* DOCUMENT SEGMENT
+++

Some unintended consequences of changing the status of ownership of animals to guardianship of animals may include the following:
- An owner, by law, bears full legal responsibility for his or her animal. In the legal sense, an animal is
considered personal property, owned and protected by the individual. Such ownership protects a pet from being taken away without due cause, but also places responsibility on the owner to care for his or her animal in a safe and humane manner. An owner is legally responsible for his or her animal’s welfare, protection and actions during its lifetime. A guardian, on the other hand, would have limited or temporary possession of the ward (animal). This may result in the following scenarios:
- The guardian not being able to make medical decisions regarding that animal
- Third party intervention on how the animal is treated/managed, directed at the guardian and veterinarian.
- It may become illegal to buy or sell animals, thus decimating the breeding industry for any animals.
- Public safety could be jeopardized since guardians do not have the same legal responsibilities regarding managing the actions of aggressive or dangerous animals.
- There could be significant impact on the livestock industry.
- Inability to sell/trade animals for breeding or slaughter
- Raising animals as an agricultural commodity may be jeopardized
- Third party intervention on how the animal is treated/managed may cause lawsuits or liabilities that could impact the economics of the industry
- Governmental agencies could possibly face significant costs.
- Replacement of all paperwork and posted signs to reflect the change in terminology
- Establishment of a system to protect these wards (animals) if a guardian were to fail in his or her duties
- Establishment of a system to oversee guardians
- Court time and costs associated with a third party lawsuit over the removal of guardianship, where perceived care does not meet the third party’s standards
- A change in the status would cause difficulty and lawsuits when local government tries to enforce its animal control and public health regulations, since all city, county and state laws are predicated on the fact that animals are property, albeit a special class of property
Oregon already has some of the strongest animal protection laws in the United States that provide for the welfare and safety of animals in the state. Instead of changing terminology that in some ways may be detrimental to our state’s animals, the OVMA supports continued enforcement of current animal welfare laws.

+++

* SUPPLIED INFORMATION
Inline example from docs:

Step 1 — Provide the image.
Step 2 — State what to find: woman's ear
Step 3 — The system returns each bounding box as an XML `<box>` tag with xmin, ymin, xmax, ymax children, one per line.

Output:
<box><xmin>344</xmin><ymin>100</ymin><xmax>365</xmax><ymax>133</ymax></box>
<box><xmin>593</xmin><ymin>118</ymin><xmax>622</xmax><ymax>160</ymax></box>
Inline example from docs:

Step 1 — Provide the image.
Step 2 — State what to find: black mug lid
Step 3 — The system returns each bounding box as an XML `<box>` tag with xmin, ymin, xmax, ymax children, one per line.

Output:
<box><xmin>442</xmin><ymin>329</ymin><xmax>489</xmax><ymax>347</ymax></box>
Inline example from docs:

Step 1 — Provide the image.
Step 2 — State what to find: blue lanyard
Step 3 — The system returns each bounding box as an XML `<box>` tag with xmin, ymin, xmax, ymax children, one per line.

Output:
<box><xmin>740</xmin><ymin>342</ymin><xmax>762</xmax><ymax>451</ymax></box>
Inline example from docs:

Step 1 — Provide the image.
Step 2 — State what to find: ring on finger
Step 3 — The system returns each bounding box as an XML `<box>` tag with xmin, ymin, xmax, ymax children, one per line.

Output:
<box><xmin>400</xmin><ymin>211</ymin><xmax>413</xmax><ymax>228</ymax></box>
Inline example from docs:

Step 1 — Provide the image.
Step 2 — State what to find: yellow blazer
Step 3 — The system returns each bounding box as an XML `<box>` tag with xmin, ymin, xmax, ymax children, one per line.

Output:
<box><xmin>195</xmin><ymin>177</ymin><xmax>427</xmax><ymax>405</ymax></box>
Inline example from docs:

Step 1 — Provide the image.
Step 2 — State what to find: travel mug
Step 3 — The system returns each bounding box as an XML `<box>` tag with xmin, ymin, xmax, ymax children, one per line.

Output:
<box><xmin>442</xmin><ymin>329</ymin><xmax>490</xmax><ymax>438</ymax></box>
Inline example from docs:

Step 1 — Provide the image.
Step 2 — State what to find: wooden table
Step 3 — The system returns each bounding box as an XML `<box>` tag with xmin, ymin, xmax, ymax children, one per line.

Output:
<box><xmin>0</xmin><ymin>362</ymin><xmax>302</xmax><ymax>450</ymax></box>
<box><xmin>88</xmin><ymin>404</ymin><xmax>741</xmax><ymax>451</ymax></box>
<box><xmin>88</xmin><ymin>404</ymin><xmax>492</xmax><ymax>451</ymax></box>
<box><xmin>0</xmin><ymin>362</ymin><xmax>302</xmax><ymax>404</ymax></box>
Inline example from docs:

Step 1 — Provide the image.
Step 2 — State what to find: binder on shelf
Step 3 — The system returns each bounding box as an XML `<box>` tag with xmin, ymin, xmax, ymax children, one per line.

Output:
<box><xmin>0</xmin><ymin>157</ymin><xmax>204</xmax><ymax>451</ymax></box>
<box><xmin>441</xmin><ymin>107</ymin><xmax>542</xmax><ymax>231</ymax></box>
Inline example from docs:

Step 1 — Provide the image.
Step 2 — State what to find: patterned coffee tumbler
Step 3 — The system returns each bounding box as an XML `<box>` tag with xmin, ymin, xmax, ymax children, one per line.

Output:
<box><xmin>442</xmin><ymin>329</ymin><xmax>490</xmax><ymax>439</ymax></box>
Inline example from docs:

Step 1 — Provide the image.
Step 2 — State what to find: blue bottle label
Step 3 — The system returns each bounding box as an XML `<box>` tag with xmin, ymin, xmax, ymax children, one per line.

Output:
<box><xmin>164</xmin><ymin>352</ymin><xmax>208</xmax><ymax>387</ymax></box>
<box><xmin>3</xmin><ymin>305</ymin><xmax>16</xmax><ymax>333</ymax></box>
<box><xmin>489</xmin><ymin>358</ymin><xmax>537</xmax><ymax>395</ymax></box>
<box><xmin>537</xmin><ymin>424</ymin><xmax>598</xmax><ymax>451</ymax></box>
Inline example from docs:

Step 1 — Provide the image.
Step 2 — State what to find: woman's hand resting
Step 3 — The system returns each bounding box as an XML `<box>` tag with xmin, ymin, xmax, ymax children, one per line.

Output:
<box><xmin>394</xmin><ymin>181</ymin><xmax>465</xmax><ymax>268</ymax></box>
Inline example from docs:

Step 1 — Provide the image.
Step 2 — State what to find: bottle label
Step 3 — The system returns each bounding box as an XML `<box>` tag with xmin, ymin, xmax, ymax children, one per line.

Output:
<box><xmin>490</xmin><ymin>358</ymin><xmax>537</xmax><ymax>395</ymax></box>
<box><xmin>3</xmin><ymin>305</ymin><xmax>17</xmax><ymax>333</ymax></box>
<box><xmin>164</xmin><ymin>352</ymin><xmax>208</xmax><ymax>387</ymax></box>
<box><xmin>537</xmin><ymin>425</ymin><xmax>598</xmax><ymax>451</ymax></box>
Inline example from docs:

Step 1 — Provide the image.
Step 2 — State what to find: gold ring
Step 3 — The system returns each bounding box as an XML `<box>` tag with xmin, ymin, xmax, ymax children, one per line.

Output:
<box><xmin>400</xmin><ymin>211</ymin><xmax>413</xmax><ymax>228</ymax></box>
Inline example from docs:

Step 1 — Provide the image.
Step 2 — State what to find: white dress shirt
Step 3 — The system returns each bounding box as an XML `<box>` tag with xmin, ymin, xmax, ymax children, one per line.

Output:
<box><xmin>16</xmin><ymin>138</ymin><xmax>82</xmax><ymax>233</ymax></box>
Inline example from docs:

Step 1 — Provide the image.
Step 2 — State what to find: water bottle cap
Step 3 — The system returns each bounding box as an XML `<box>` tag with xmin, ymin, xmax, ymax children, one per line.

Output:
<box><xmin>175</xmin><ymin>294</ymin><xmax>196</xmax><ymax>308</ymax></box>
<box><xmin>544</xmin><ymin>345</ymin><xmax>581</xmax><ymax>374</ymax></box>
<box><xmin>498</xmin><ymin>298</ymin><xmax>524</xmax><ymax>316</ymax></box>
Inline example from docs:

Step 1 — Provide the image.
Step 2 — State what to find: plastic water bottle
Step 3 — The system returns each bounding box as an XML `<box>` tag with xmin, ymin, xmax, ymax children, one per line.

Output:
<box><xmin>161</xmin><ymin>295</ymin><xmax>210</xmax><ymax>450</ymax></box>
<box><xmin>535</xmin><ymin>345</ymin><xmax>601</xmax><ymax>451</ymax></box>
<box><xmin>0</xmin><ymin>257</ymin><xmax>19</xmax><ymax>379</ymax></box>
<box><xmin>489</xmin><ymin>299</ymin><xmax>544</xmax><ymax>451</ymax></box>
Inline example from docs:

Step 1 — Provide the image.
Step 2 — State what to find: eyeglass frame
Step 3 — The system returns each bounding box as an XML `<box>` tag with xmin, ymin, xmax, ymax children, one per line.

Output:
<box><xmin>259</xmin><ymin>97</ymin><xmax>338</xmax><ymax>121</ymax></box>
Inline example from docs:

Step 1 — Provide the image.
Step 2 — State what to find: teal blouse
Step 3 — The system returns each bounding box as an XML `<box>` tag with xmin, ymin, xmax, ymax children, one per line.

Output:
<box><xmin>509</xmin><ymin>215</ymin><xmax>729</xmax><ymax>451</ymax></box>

+++

* REQUIRED TASKS
a) Condense the paragraph of the animal guardianship document that begins "Oregon already has some of the strongest" into a single shorter sentence that keeps its main facts.
b) Render this sentence from the animal guardianship document in Spanish: "Such ownership protects a pet from being taken away without due cause, but also places responsibility on the owner to care for his or her animal in a safe and humane manner."

* RESULTS
a) Because Oregon already has some of the nation's strongest animal protection laws, the OVMA favors continuing to enforce current animal welfare laws rather than changing terminology in ways that may harm the state's animals.

b) Dicha propiedad protege a una mascota de ser retirada sin causa justificada, pero también impone al dueño la responsabilidad de cuidar a su animal de manera segura y humanitaria.